===== EXERCISE DATA

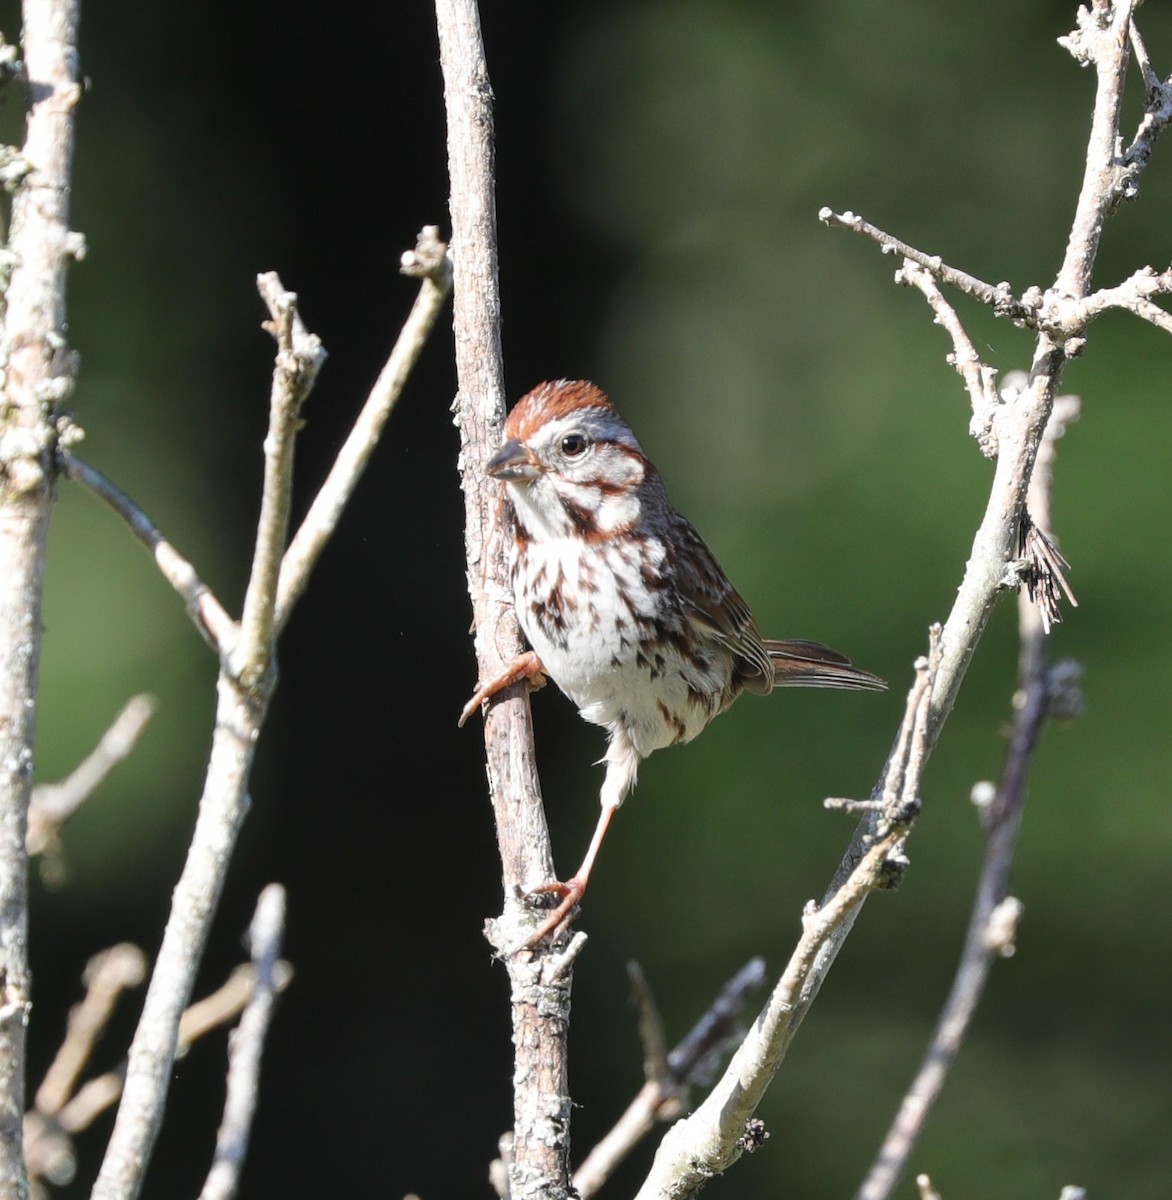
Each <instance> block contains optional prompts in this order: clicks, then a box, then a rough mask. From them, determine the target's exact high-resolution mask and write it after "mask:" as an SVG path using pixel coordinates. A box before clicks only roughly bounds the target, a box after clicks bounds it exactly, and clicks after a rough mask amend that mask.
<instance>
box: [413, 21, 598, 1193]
mask: <svg viewBox="0 0 1172 1200" xmlns="http://www.w3.org/2000/svg"><path fill="white" fill-rule="evenodd" d="M435 17H437V25H438V30H439V49H440V66H441V68H443V72H444V100H445V106H446V110H447V161H449V176H450V181H451V223H452V260H453V266H455V283H453V324H455V331H456V372H457V386H458V394H457V397H456V404H455V409H456V426H457V428H458V430H459V439H461V457H459V466H461V480H462V486H463V488H464V514H465V521H464V536H465V553H467V570H468V588H469V593H470V595H471V601H473V618H474V628H475V638H476V664H477V668H479V671H480V677H481V678H482V679H488V678H492V677H493V676H494V674H497V672H498V671H499V668H500V667H501V665H503V664H504V662H505V661H507V660H509V659H511V658H512V656H515V655H516V654H517V653H518V652H519V650H521V649H522V643H521V635H519V632H518V629H517V623H516V619H515V617H513V612H512V598H511V593H510V588H509V586H507V578H509V576H507V568H506V541H505V530H503V529H501V528H500V522H499V521H498V520H497V517H498V514H499V496H498V488H497V486H495V484H494V481H493V480H491V479H489V478H488V475H487V474H486V473H485V466H486V464H487V462H488V460H489V458H491V457H492V455H493V454H495V451H497V450H498V448H499V446H500V436H501V428H503V426H504V419H505V394H504V373H503V364H501V358H500V294H499V284H498V265H497V218H495V184H494V178H493V121H492V103H491V101H492V89H491V85H489V82H488V71H487V66H486V62H485V50H483V43H482V40H481V34H480V16H479V12H477V8H476V4H475V0H437V4H435ZM470 690H471V688H469V691H470ZM501 695H503V697H504V698H503V700H501V701H500V702H498V703H495V704H493V706H492V708H491V709H489V710H488V713H487V714H486V718H485V748H486V755H487V762H488V786H489V792H491V794H492V803H493V812H494V816H495V822H497V839H498V846H499V850H500V858H501V875H503V883H504V899H505V904H504V912H503V914H501V917H500V918H499V919H498V920H494V922H489V924H488V928H487V932H488V937H489V940H491V941H492V943H493V944H494V946H495V948H497V950H498V953H500V954H501V955H503V956H504V958H505V966H506V968H507V971H509V977H510V988H511V1003H512V1034H513V1052H515V1068H513V1085H515V1086H513V1129H512V1136H511V1139H509V1141H510V1142H511V1150H510V1151H509V1153H507V1156H506V1162H505V1171H506V1174H507V1189H509V1193H510V1195H511V1198H512V1200H530V1198H533V1200H536V1198H541V1200H561V1198H564V1196H567V1195H569V1194H570V1156H569V1148H570V1112H571V1106H570V1094H569V1082H567V1073H566V1033H567V1028H569V1020H570V983H571V971H570V965H571V962H572V961H573V956H575V955H576V954H577V953H578V950H579V949H581V947H582V944H583V935H581V934H578V935H576V936H575V938H573V940H572V941H571V943H570V946H569V947H567V948H566V950H565V952H563V953H561V954H558V953H557V952H552V950H549V949H548V948H545V947H542V948H540V949H539V950H536V952H535V953H530V952H529V950H521V952H516V948H517V947H518V946H522V944H523V943H524V942H525V941H527V938H528V937H529V935H530V934H531V932H533V931H534V928H535V922H534V916H533V913H531V912H530V910H529V907H528V906H527V905H525V904H524V902H523V894H524V893H525V892H529V890H530V889H533V888H536V887H540V886H542V884H545V883H547V882H548V881H549V880H552V878H554V877H555V876H554V871H553V856H552V852H551V848H549V833H548V829H547V827H546V820H545V812H543V810H542V805H541V791H540V786H539V782H537V772H536V766H535V762H534V749H533V727H531V724H530V712H529V697H528V694H527V691H525V689H524V686H523V685H515V686H513V688H512V689H511V692H510V691H505V692H503V694H501ZM453 719H455V714H453Z"/></svg>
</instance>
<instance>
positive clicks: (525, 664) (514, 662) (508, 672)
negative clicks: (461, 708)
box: [456, 650, 548, 728]
mask: <svg viewBox="0 0 1172 1200" xmlns="http://www.w3.org/2000/svg"><path fill="white" fill-rule="evenodd" d="M522 679H525V680H527V682H528V683H529V690H530V691H536V690H537V689H539V688H545V685H546V682H547V680H548V676H547V674H546V668H545V666H543V665H542V662H541V659H539V658H537V652H536V650H525V653H524V654H518V655H517V656H516V658H515V659H511V660H510V661H509V662H506V664H505V665H504V666H503V667H501V668H500V671H498V672H497V673H495V674H494V676H493V677H492V678H491V679H486V680H485V682H483V683H482V684H481V685H480V686H479V688H477V689H476V690H475V691H474V692H473V696H471V700H469V701H468V703H467V704H464V709H463V712H462V713H461V714H459V720H458V721H457V722H456V727H457V728H462V727H463V725H464V722H465V721H467V720H468V718H469V716H471V715H473V713H475V712H476V709H477V708H480V706H481V704H483V703H485V701H488V700H492V697H493V696H495V695H497V692H498V691H504V689H505V688H511V686H512V685H513V684H515V683H519V682H521V680H522Z"/></svg>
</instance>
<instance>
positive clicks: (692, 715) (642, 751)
mask: <svg viewBox="0 0 1172 1200" xmlns="http://www.w3.org/2000/svg"><path fill="white" fill-rule="evenodd" d="M531 551H533V547H530V552H531ZM529 569H530V572H531V574H530V578H529V581H528V583H529V586H528V587H525V588H522V587H521V586H518V587H517V589H516V590H517V618H518V620H519V623H521V628H522V630H523V631H524V635H525V637H527V638H528V641H529V644H530V646H531V647H533V648H534V650H536V652H537V654H539V656H540V658H541V661H542V664H543V665H545V667H546V671H547V672H548V674H549V677H551V678H552V679H553V680H554V683H557V685H558V686H559V688H560V689H561V691H564V692H565V694H566V695H567V696H569V697H570V698H571V700H572V701H573V702H575V704H577V707H578V710H579V713H581V714H582V716H583V718H585V720H588V721H591V722H594V724H595V725H601V726H603V727H606V728H608V730H612V731H613V730H615V728H623V730H624V731H625V732H626V734H627V737H629V738H630V740H631V742H632V743H633V745H635V748H636V750H637V751H638V754H639V756H641V757H647V755H649V754H650V752H651V751H653V750H660V749H662V748H663V746H668V745H672V744H674V743H677V742H687V740H690V739H691V738H693V737H696V734H697V733H699V732H701V730H702V728H704V726H705V725H707V724H708V721H709V720H711V718H713V716H714V715H715V714H716V713H717V712H720V710H721V709H722V708H725V707H726V704H727V700H726V696H725V694H726V691H727V689H728V683H729V674H731V671H729V666H728V664H727V662H726V661H723V658H722V656H721V655H715V654H705V655H704V656H703V658H702V659H699V660H696V659H695V658H692V656H689V658H685V656H684V655H683V654H681V653H680V644H681V629H680V628H679V624H680V623H679V619H678V618H675V619H674V622H673V619H672V617H671V614H667V616H666V617H665V614H662V613H660V612H659V611H657V606H656V596H655V593H654V592H649V590H648V588H647V586H645V583H644V582H643V576H642V575H641V572H639V564H638V563H637V562H635V563H632V562H631V560H630V559H629V558H626V557H619V558H617V559H614V560H611V562H608V564H607V569H605V570H599V571H596V572H590V574H589V576H588V577H585V578H584V577H583V569H582V564H581V562H579V559H578V556H577V553H575V554H573V556H572V557H571V556H569V554H558V553H554V552H551V551H549V550H547V552H546V554H545V556H542V557H541V558H540V559H537V560H536V564H535V563H534V560H533V559H530V563H529Z"/></svg>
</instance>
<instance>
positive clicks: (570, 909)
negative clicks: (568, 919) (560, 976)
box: [522, 805, 617, 950]
mask: <svg viewBox="0 0 1172 1200" xmlns="http://www.w3.org/2000/svg"><path fill="white" fill-rule="evenodd" d="M615 808H617V805H603V806H602V812H601V814H600V816H599V823H597V824H596V826H595V827H594V836H593V838H591V839H590V846H589V848H588V850H587V852H585V858H583V859H582V865H581V866H579V868H578V869H577V870H576V871H575V872H573V875H572V876H571V877H570V878H569V880H566V881H565V883H561V882H557V883H546V884H543V886H542V887H540V888H534V889H533V892H530V893H529V895H548V894H553V895H558V896H560V898H561V899H560V901H559V902H558V906H557V908H554V910H553V911H552V912H549V913H548V914H547V916H546V919H545V920H543V922H542V923H541V924H540V925H539V926H537V929H536V930H535V931H534V934H533V935H531V936H530V937H528V938H527V940H525V941H524V942H523V943H522V949H525V950H531V949H533V948H534V947H535V946H536V944H537V943H539V942H540V941H542V940H543V938H546V937H548V936H549V935H551V934H553V932H554V931H555V930H557V929H558V926H559V925H561V924H563V922H565V920H566V919H567V918H569V917H570V914H571V913H572V912H573V910H575V908H577V906H578V904H579V902H581V901H582V898H583V896H584V895H585V889H587V883H589V882H590V871H591V870H593V869H594V860H595V859H596V858H597V857H599V850H600V848H601V847H602V839H603V838H605V836H606V832H607V828H608V827H609V824H611V818H612V817H613V816H614V811H615Z"/></svg>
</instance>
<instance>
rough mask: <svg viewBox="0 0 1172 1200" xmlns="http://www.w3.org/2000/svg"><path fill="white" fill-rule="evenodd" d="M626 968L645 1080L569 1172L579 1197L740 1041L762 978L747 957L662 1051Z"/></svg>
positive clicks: (757, 959) (657, 1030)
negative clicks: (751, 998) (573, 1169)
mask: <svg viewBox="0 0 1172 1200" xmlns="http://www.w3.org/2000/svg"><path fill="white" fill-rule="evenodd" d="M629 970H630V972H631V983H632V985H633V988H635V997H636V1003H637V1004H638V1009H639V1036H641V1039H642V1042H643V1058H644V1064H643V1074H644V1076H645V1082H644V1084H643V1087H642V1088H641V1090H639V1092H638V1093H637V1094H636V1097H635V1099H633V1100H631V1103H630V1104H629V1105H627V1109H626V1111H625V1112H624V1114H623V1116H621V1117H619V1120H618V1121H617V1122H615V1124H614V1127H613V1128H612V1129H611V1130H609V1132H608V1133H606V1134H605V1135H603V1136H602V1139H601V1140H600V1141H599V1142H597V1145H596V1146H594V1148H593V1150H591V1151H590V1153H589V1154H587V1157H585V1158H584V1159H583V1162H582V1165H581V1166H579V1168H578V1169H577V1171H575V1174H573V1187H575V1190H576V1192H577V1193H578V1195H579V1196H581V1200H588V1198H589V1196H593V1195H594V1194H595V1193H596V1192H597V1190H599V1189H600V1188H601V1187H602V1184H603V1183H606V1181H607V1180H608V1178H609V1177H611V1175H612V1174H613V1172H614V1170H615V1168H617V1166H618V1165H619V1163H621V1162H623V1159H625V1158H626V1157H627V1154H630V1153H631V1151H632V1150H633V1148H635V1147H636V1146H637V1145H638V1142H639V1141H642V1139H643V1138H645V1136H647V1135H648V1134H649V1133H650V1132H651V1129H654V1128H655V1124H656V1123H657V1122H660V1121H671V1120H673V1118H674V1117H677V1116H679V1115H680V1112H683V1111H684V1110H685V1109H686V1108H687V1103H689V1088H690V1087H691V1085H692V1084H703V1082H708V1075H709V1072H710V1070H711V1069H714V1068H715V1066H716V1062H717V1058H719V1056H720V1054H721V1052H722V1051H725V1050H726V1048H727V1046H728V1045H729V1043H732V1042H735V1040H739V1039H740V1037H741V1036H743V1032H741V1030H740V1028H739V1027H738V1021H739V1018H740V1014H741V1012H743V1010H744V1007H745V1002H746V998H747V994H749V992H750V991H752V990H753V989H756V988H759V986H761V985H762V984H763V983H764V982H765V962H764V959H751V960H750V961H749V962H746V964H745V966H743V967H741V968H740V971H738V972H737V974H735V976H733V978H732V979H729V980H728V983H726V984H725V986H723V988H722V989H721V991H720V995H719V996H717V997H716V1000H715V1001H713V1003H711V1006H710V1007H709V1009H708V1012H705V1013H704V1015H703V1016H701V1019H699V1020H698V1021H697V1022H696V1024H695V1025H693V1026H692V1028H691V1030H690V1031H689V1032H687V1034H686V1036H685V1037H684V1038H683V1039H681V1040H680V1043H679V1044H678V1045H677V1046H675V1049H674V1050H672V1051H671V1054H668V1052H667V1049H666V1045H665V1042H663V1025H662V1021H661V1019H660V1015H659V1010H657V1009H656V1007H655V1001H654V1000H653V997H651V992H650V988H649V986H648V984H647V980H645V979H644V978H643V973H642V971H639V970H638V966H637V964H633V962H632V964H631V965H630V967H629Z"/></svg>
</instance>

==========

THE TASK:
Look through the preceding entries for the word "positive". Report how many lines hold it, and only that number.

OUTPUT OF THE TASK:
4